## RECORDED DATA:
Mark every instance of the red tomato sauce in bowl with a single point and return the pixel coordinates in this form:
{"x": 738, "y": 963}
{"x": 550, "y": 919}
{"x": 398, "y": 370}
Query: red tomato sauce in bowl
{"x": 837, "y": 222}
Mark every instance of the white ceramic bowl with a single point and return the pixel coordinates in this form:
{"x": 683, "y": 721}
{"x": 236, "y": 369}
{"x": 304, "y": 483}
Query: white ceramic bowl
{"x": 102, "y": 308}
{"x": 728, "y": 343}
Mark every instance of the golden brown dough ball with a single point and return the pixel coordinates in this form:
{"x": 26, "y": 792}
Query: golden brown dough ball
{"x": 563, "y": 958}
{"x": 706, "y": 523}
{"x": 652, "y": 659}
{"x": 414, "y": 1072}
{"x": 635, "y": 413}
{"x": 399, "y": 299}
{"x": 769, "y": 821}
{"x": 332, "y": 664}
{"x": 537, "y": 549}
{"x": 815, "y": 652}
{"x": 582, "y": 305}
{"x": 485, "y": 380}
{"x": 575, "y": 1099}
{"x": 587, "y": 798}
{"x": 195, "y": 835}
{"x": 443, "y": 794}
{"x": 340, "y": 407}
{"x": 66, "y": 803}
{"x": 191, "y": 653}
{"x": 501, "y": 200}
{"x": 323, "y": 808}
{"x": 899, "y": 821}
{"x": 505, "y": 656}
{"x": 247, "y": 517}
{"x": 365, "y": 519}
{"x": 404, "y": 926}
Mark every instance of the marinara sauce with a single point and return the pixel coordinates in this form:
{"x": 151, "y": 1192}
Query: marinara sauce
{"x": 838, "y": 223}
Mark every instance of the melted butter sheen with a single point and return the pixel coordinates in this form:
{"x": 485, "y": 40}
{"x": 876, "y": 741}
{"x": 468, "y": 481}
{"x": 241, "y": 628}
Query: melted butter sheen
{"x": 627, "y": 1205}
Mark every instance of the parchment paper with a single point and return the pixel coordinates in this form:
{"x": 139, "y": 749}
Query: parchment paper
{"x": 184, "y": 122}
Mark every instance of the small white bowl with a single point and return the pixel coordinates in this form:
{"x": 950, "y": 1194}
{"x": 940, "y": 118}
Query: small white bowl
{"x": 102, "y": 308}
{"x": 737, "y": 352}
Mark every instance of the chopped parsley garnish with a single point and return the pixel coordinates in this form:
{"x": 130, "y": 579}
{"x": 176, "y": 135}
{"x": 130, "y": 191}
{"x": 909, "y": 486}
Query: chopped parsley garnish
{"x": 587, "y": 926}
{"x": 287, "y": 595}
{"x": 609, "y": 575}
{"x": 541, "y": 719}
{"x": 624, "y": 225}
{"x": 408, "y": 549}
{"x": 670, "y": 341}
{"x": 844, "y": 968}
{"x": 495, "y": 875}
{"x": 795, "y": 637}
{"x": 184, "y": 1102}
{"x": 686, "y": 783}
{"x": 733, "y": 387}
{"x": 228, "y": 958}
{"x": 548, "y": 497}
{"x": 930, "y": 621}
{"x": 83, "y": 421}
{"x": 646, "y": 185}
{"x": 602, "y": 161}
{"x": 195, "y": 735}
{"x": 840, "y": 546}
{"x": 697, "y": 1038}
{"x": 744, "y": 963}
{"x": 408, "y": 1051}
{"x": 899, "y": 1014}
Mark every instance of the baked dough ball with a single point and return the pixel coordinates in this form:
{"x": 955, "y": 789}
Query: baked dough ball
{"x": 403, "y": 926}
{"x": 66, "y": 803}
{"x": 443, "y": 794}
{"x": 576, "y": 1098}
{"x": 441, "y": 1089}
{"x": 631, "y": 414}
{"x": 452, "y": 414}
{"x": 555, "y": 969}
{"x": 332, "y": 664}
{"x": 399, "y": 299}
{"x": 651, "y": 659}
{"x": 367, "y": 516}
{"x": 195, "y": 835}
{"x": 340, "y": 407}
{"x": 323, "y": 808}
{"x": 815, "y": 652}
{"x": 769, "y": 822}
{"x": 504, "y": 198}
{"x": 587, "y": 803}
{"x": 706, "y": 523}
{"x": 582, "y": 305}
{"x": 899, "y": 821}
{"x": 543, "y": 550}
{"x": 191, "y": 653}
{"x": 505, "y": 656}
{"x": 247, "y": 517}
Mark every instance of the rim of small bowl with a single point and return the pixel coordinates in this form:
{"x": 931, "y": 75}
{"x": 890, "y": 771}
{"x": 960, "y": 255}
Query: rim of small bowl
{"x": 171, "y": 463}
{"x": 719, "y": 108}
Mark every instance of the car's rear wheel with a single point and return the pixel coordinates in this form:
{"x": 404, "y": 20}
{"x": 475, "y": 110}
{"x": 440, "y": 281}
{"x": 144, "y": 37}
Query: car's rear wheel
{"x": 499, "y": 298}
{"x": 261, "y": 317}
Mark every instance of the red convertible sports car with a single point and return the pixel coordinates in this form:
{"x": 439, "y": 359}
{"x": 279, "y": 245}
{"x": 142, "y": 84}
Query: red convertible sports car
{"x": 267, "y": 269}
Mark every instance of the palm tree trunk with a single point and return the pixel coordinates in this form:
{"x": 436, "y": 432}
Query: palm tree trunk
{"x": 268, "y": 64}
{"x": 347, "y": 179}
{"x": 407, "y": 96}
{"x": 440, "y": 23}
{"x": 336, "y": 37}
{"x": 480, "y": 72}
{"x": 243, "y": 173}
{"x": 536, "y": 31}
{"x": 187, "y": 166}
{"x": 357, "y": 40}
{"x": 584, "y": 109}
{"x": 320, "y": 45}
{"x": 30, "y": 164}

## DO THIS:
Return all of the entries word for word.

## EXERCISE SOLUTION:
Mark every instance of the red tomato sauce in bowl with a single point and return the pixel coordinates in this form:
{"x": 738, "y": 963}
{"x": 550, "y": 919}
{"x": 398, "y": 370}
Query: red tomato sauce in bowl
{"x": 837, "y": 222}
Mark every instance of the white ceramic bowl with a single point and return the pixel coordinates in this form:
{"x": 683, "y": 721}
{"x": 236, "y": 369}
{"x": 304, "y": 483}
Query: white ceramic bowl
{"x": 102, "y": 308}
{"x": 728, "y": 343}
Mark every instance of the golden brown dough ball with a single point and return the pixel coordinates in this form:
{"x": 26, "y": 792}
Query: golden brown dough ball
{"x": 563, "y": 958}
{"x": 706, "y": 523}
{"x": 652, "y": 659}
{"x": 414, "y": 1072}
{"x": 635, "y": 413}
{"x": 399, "y": 299}
{"x": 769, "y": 821}
{"x": 332, "y": 664}
{"x": 537, "y": 549}
{"x": 815, "y": 652}
{"x": 582, "y": 305}
{"x": 485, "y": 380}
{"x": 575, "y": 1099}
{"x": 587, "y": 798}
{"x": 195, "y": 835}
{"x": 443, "y": 794}
{"x": 340, "y": 407}
{"x": 66, "y": 803}
{"x": 191, "y": 653}
{"x": 501, "y": 200}
{"x": 323, "y": 808}
{"x": 899, "y": 821}
{"x": 505, "y": 656}
{"x": 247, "y": 517}
{"x": 365, "y": 519}
{"x": 404, "y": 926}
Mark every instance of the marinara sauce with a single point and return the pixel coordinates in this form:
{"x": 151, "y": 1192}
Query: marinara sauce
{"x": 838, "y": 223}
Mark every instance of the melted butter sheen with a single point and return the pixel coordinates in this form:
{"x": 485, "y": 40}
{"x": 876, "y": 741}
{"x": 468, "y": 481}
{"x": 241, "y": 628}
Query: melted butter sheen
{"x": 627, "y": 1205}
Mark every instance of the parchment paper with a single point and return the pixel coordinates in this form:
{"x": 139, "y": 749}
Query: parchment paper
{"x": 184, "y": 122}
Mark every instance of the small white bowl with a single point and return the pixel coordinates in this form:
{"x": 950, "y": 1194}
{"x": 940, "y": 118}
Query: small white bowl
{"x": 102, "y": 308}
{"x": 737, "y": 352}
Mark every instance of the chopped parsley garnish with a single point and return the pixel coordinates in this form:
{"x": 130, "y": 579}
{"x": 176, "y": 135}
{"x": 130, "y": 191}
{"x": 909, "y": 486}
Query: chopped parsley garnish
{"x": 587, "y": 926}
{"x": 287, "y": 595}
{"x": 609, "y": 575}
{"x": 541, "y": 719}
{"x": 624, "y": 225}
{"x": 408, "y": 549}
{"x": 670, "y": 341}
{"x": 844, "y": 968}
{"x": 495, "y": 875}
{"x": 795, "y": 637}
{"x": 184, "y": 1102}
{"x": 686, "y": 783}
{"x": 733, "y": 387}
{"x": 228, "y": 958}
{"x": 548, "y": 497}
{"x": 930, "y": 621}
{"x": 83, "y": 421}
{"x": 646, "y": 185}
{"x": 602, "y": 161}
{"x": 195, "y": 735}
{"x": 840, "y": 546}
{"x": 697, "y": 1038}
{"x": 744, "y": 963}
{"x": 408, "y": 1051}
{"x": 899, "y": 1014}
Mark every instance of the baked dough ball with a single point and return the pixel coordinates in this form:
{"x": 955, "y": 789}
Query: baked dough ball
{"x": 403, "y": 926}
{"x": 66, "y": 803}
{"x": 443, "y": 794}
{"x": 576, "y": 1098}
{"x": 441, "y": 1089}
{"x": 631, "y": 414}
{"x": 452, "y": 414}
{"x": 555, "y": 969}
{"x": 332, "y": 664}
{"x": 399, "y": 299}
{"x": 651, "y": 659}
{"x": 367, "y": 516}
{"x": 195, "y": 835}
{"x": 340, "y": 407}
{"x": 323, "y": 808}
{"x": 815, "y": 652}
{"x": 769, "y": 822}
{"x": 504, "y": 198}
{"x": 587, "y": 803}
{"x": 706, "y": 523}
{"x": 582, "y": 305}
{"x": 899, "y": 821}
{"x": 543, "y": 550}
{"x": 191, "y": 653}
{"x": 505, "y": 656}
{"x": 247, "y": 517}
Mark every instance of the rim of small bowl with a single point and return the pixel coordinates in this form:
{"x": 931, "y": 75}
{"x": 890, "y": 771}
{"x": 960, "y": 255}
Query: rim of small bowl
{"x": 171, "y": 463}
{"x": 719, "y": 108}
Mark every instance of the car's rear wheel with a single point and return the pixel coordinates in this form:
{"x": 404, "y": 20}
{"x": 475, "y": 110}
{"x": 440, "y": 281}
{"x": 144, "y": 37}
Query: car's rear wheel
{"x": 499, "y": 298}
{"x": 261, "y": 317}
Mark every instance of the red convertible sports car with a single point and return the pixel coordinates in this form:
{"x": 439, "y": 359}
{"x": 279, "y": 245}
{"x": 142, "y": 84}
Query: red convertible sports car
{"x": 267, "y": 269}
Mark every instance of the palm tree trunk with a single point and return the pixel coordinates in this form:
{"x": 436, "y": 432}
Query: palm tree trunk
{"x": 268, "y": 64}
{"x": 347, "y": 179}
{"x": 407, "y": 96}
{"x": 440, "y": 23}
{"x": 336, "y": 37}
{"x": 480, "y": 72}
{"x": 243, "y": 173}
{"x": 536, "y": 31}
{"x": 187, "y": 166}
{"x": 357, "y": 40}
{"x": 584, "y": 109}
{"x": 320, "y": 45}
{"x": 30, "y": 164}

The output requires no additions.